Trecho de origem:
Como você lida com o machismo e o racismo na política? Já aconteceu algum caso
nesse inicio de mandato com os vereadores locais?

Eu lido como a maioria das mulheres pretas, enfrento com argumentos e atitudes
que expõe o racista e “educam” quem está por perto. Estamos trabalhando efetivamente na
Câmara Municipal desde 01 de janeiro de 2025 e não fui recepcionada da melhor forma
pela Casa cheguei para trabalhar e encontrei um gabinete sem estrutura mínima, paredes
manchadas, equipamentos surrados e sem justificativa plausível para essa recepção, não
pelo menos oficial mas não me abati, pelo contrário me engajei mais para transformar meu
gabinete no mais bonito da cidade, um lugar para ser feliz, um lugar de escuta e movimento.

Tarefa 1: Traduza para o inglês esta frase do trecho: "Como você lida com o machismo e o racismo na política?"
Tarefa 2:
Responda com base no trecho:
(a) Que duas formas de preconceito a pergunta inicial menciona?
(b) Desde que data quem responde trabalha na Câmara Municipal?
(c) Em que estado estavam as paredes do gabinete?
Tarefa 3: Repita do trecho tudo o que vai de "Como você lida" até "escuta e movimento.", sem alterar nada.
Os registros vêm de outra fonte, sem relação com o trecho.

Registros extraídos:
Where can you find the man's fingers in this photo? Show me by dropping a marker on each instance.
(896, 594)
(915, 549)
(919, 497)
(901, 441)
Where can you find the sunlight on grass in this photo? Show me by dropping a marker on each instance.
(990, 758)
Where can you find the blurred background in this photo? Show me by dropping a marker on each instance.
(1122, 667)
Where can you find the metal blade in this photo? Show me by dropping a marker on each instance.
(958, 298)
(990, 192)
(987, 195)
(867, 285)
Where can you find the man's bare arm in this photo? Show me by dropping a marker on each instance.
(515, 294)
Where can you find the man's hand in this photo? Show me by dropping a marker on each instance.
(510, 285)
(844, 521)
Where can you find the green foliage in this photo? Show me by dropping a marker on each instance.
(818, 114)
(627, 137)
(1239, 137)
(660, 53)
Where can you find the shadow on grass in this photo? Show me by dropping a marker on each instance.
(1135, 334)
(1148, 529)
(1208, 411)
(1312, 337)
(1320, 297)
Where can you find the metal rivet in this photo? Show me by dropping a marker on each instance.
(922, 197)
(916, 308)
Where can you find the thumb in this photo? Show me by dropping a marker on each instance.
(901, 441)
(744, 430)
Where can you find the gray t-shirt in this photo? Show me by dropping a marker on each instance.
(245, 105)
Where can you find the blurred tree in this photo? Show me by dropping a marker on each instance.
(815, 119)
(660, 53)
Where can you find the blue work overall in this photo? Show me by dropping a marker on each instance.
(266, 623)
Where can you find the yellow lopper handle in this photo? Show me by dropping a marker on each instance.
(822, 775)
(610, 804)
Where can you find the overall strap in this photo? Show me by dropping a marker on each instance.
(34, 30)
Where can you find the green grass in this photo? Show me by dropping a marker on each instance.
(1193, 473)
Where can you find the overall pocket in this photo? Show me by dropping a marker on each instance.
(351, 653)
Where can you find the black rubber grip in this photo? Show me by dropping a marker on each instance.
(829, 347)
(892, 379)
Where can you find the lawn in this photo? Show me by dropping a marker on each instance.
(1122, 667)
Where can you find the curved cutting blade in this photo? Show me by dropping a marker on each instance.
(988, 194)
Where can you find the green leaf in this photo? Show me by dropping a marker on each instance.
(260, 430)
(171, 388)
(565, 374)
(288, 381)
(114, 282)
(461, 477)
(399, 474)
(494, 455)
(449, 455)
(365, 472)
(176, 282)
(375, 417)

Solução 1: How do you deal with sexism and racism in politics?

Solução 2:
(a) O machismo e o racismo.
(b) Desde 01 de janeiro de 2025.
(c) Estavam manchadas.

Solução 3:
Como você lida com o machismo e o racismo na política? Já aconteceu algum caso
nesse inicio de mandato com os vereadores locais?

Eu lido como a maioria das mulheres pretas, enfrento com argumentos e atitudes
que expõe o racista e “educam” quem está por perto. Estamos trabalhando efetivamente na
Câmara Municipal desde 01 de janeiro de 2025 e não fui recepcionada da melhor forma
pela Casa cheguei para trabalhar e encontrei um gabinete sem estrutura mínima, paredes
manchadas, equipamentos surrados e sem justificativa plausível para essa recepção, não
pelo menos oficial mas não me abati, pelo contrário me engajei mais para transformar meu
gabinete no mais bonito da cidade, um lugar para ser feliz, um lugar de escuta e movimento.